Image-grounded pointing data
>>>>>
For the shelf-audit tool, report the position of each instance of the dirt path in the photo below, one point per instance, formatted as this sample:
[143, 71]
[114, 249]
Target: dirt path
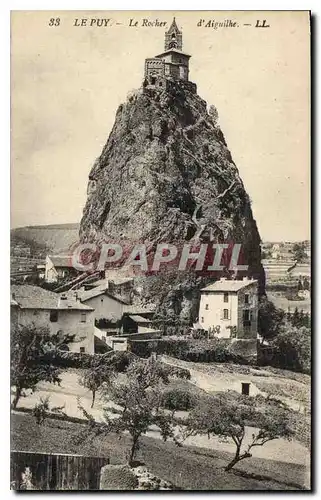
[70, 393]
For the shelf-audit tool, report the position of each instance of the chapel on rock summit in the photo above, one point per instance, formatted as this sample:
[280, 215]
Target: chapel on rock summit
[172, 64]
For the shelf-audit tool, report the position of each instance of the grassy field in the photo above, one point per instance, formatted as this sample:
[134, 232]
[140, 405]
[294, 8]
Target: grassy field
[187, 467]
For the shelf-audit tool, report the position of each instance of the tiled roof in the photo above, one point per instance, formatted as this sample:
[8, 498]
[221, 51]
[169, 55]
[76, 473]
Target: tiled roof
[35, 297]
[139, 309]
[228, 285]
[139, 319]
[61, 260]
[99, 290]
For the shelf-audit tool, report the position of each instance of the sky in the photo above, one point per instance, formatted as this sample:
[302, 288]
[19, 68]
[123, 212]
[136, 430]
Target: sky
[67, 82]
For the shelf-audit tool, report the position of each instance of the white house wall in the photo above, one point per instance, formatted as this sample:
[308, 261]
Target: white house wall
[213, 316]
[104, 306]
[69, 322]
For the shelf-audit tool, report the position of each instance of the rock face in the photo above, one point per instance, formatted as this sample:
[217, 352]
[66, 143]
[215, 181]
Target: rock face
[165, 172]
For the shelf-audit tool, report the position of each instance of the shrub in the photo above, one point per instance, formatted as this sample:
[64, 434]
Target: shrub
[179, 400]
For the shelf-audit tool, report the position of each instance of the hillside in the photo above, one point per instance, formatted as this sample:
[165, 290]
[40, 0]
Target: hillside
[54, 237]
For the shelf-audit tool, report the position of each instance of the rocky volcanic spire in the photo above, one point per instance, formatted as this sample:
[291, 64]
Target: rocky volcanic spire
[165, 171]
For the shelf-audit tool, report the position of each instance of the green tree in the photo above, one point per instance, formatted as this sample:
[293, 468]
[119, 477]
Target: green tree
[95, 376]
[227, 414]
[270, 319]
[31, 350]
[137, 398]
[293, 348]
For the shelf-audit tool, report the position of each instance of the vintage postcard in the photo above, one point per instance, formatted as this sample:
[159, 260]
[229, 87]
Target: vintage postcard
[160, 250]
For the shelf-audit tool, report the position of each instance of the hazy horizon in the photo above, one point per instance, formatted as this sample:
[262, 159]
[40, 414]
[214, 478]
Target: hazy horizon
[68, 82]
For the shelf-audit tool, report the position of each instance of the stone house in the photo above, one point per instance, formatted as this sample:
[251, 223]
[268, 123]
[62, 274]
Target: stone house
[59, 267]
[172, 64]
[32, 305]
[231, 305]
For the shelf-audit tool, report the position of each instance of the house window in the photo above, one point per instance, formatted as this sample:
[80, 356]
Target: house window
[245, 388]
[247, 315]
[53, 316]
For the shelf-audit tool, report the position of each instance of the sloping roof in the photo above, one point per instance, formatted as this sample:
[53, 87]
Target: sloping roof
[61, 260]
[35, 297]
[228, 285]
[138, 319]
[100, 290]
[139, 309]
[172, 50]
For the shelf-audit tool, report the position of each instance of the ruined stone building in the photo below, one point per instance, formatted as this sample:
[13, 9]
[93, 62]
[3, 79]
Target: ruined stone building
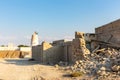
[70, 51]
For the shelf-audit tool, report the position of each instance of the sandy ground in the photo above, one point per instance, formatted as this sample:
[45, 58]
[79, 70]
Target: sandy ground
[22, 69]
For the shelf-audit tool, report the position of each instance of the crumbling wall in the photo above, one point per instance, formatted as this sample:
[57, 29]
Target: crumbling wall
[79, 49]
[37, 53]
[109, 32]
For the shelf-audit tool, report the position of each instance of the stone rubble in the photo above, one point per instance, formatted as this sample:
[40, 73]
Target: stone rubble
[103, 64]
[79, 49]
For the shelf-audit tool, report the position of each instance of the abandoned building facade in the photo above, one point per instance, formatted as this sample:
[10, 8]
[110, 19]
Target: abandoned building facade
[70, 51]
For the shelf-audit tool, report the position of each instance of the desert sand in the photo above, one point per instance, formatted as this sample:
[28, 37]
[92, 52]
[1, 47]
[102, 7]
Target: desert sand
[22, 69]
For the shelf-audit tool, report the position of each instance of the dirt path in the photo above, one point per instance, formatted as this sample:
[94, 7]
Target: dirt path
[22, 69]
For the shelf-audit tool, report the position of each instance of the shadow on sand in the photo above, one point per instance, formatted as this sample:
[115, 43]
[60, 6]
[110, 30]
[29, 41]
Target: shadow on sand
[20, 61]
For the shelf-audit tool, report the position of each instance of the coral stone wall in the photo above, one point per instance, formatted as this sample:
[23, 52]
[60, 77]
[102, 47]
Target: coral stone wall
[109, 32]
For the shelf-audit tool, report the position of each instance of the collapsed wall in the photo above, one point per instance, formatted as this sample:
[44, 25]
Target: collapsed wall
[48, 54]
[79, 49]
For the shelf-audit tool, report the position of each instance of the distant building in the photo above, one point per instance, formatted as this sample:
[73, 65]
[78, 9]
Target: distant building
[109, 33]
[34, 39]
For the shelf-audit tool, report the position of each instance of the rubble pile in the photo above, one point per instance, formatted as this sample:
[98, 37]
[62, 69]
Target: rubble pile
[103, 63]
[79, 47]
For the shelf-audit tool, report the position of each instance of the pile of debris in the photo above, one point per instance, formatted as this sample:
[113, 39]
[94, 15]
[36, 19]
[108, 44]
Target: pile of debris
[102, 63]
[79, 49]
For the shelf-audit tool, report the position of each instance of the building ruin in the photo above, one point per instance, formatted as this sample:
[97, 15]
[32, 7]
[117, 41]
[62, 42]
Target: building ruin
[79, 47]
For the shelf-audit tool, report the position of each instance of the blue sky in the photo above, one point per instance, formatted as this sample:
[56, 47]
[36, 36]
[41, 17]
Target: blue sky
[53, 19]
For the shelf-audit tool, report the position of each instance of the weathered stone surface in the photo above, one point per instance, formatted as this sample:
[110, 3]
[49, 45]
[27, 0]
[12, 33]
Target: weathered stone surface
[79, 49]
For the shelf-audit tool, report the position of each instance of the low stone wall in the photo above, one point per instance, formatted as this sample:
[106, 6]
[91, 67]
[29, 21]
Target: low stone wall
[12, 54]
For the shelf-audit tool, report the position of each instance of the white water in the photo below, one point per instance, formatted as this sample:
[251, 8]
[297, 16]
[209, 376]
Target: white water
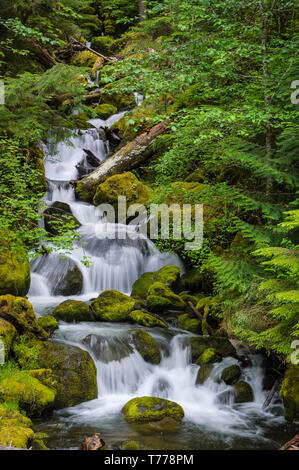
[116, 264]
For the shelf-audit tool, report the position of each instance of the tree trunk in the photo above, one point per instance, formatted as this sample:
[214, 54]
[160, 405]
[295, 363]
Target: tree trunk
[124, 159]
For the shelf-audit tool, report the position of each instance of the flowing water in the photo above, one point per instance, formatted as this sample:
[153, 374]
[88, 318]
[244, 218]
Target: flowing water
[212, 420]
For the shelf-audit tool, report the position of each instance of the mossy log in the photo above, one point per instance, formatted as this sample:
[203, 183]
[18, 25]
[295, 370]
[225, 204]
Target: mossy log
[128, 157]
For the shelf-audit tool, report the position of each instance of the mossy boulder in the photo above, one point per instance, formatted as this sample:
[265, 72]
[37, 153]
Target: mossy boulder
[199, 344]
[48, 323]
[149, 409]
[84, 59]
[104, 111]
[158, 289]
[125, 184]
[243, 392]
[74, 371]
[14, 270]
[209, 356]
[289, 393]
[204, 373]
[146, 346]
[31, 395]
[7, 336]
[73, 311]
[113, 306]
[190, 324]
[19, 312]
[230, 375]
[144, 318]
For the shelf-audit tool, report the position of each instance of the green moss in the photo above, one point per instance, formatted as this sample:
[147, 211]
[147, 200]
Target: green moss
[142, 317]
[243, 392]
[189, 324]
[209, 356]
[231, 375]
[155, 303]
[146, 346]
[130, 445]
[146, 409]
[200, 343]
[32, 396]
[204, 373]
[84, 59]
[113, 306]
[161, 290]
[289, 392]
[7, 336]
[14, 270]
[19, 312]
[104, 111]
[125, 184]
[73, 311]
[48, 323]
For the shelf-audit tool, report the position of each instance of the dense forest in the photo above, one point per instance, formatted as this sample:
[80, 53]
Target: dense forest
[205, 94]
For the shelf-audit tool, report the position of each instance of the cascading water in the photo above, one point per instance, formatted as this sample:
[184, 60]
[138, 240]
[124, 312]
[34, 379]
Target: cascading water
[212, 420]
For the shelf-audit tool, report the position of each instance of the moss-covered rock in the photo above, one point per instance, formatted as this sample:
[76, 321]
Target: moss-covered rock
[74, 371]
[230, 375]
[14, 269]
[48, 323]
[73, 311]
[146, 346]
[289, 392]
[209, 356]
[104, 111]
[125, 184]
[160, 290]
[144, 318]
[84, 59]
[113, 306]
[19, 312]
[31, 395]
[189, 324]
[243, 392]
[200, 343]
[204, 373]
[7, 336]
[147, 409]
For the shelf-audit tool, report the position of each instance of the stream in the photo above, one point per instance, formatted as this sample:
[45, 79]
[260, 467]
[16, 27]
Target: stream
[212, 420]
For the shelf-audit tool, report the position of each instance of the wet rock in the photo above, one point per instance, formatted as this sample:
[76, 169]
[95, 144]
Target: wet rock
[289, 392]
[19, 312]
[243, 392]
[231, 375]
[113, 306]
[151, 409]
[73, 311]
[74, 371]
[146, 346]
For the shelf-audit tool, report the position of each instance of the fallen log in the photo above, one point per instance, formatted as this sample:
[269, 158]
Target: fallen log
[128, 157]
[293, 444]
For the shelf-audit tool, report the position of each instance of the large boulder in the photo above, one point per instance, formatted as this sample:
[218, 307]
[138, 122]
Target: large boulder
[113, 306]
[146, 346]
[199, 344]
[19, 312]
[290, 393]
[7, 336]
[160, 297]
[14, 270]
[73, 311]
[243, 392]
[151, 409]
[169, 275]
[74, 371]
[125, 184]
[30, 394]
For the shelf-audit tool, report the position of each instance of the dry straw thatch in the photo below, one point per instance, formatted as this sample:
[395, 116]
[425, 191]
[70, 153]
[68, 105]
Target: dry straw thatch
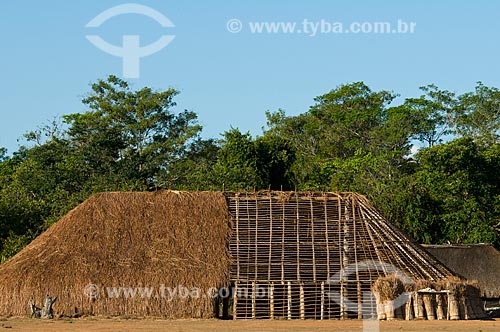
[124, 239]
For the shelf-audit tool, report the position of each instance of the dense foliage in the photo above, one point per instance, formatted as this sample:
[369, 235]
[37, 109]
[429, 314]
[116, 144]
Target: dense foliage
[351, 139]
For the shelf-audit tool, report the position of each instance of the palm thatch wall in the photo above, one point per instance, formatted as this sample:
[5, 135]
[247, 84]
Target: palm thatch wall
[124, 239]
[479, 262]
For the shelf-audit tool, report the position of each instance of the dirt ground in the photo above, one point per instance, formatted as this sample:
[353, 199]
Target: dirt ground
[90, 325]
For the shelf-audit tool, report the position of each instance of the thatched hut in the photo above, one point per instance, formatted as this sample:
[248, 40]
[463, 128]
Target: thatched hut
[284, 255]
[316, 255]
[139, 241]
[480, 262]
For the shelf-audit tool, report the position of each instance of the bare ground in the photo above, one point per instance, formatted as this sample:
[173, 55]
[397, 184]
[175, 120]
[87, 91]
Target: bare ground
[96, 324]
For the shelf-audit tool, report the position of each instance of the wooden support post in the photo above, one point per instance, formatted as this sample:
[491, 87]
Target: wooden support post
[289, 301]
[322, 312]
[253, 299]
[302, 305]
[235, 300]
[271, 301]
[313, 243]
[225, 307]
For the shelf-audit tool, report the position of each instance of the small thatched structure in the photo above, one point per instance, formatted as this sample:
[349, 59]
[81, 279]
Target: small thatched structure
[479, 262]
[125, 240]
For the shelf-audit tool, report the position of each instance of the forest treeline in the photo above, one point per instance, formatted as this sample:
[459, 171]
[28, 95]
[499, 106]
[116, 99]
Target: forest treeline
[430, 164]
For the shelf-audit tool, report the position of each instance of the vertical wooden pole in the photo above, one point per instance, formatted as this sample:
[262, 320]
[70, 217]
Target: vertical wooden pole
[289, 301]
[283, 225]
[237, 229]
[271, 301]
[327, 242]
[253, 299]
[322, 313]
[302, 305]
[256, 252]
[225, 307]
[312, 238]
[235, 300]
[298, 236]
[270, 237]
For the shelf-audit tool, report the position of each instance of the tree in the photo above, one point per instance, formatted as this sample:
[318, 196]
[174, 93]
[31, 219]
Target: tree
[456, 191]
[478, 115]
[431, 113]
[131, 134]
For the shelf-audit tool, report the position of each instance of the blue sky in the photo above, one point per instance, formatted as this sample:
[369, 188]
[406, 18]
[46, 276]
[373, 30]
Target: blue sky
[231, 79]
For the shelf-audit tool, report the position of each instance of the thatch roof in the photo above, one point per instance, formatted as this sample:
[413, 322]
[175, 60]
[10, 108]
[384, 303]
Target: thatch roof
[304, 242]
[124, 239]
[479, 262]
<<<<<
_TASK TO COMPLETE_: Answer with a single number, the count of lines in the data that contain "below".

_RESPONSE TO THIS TASK_: 4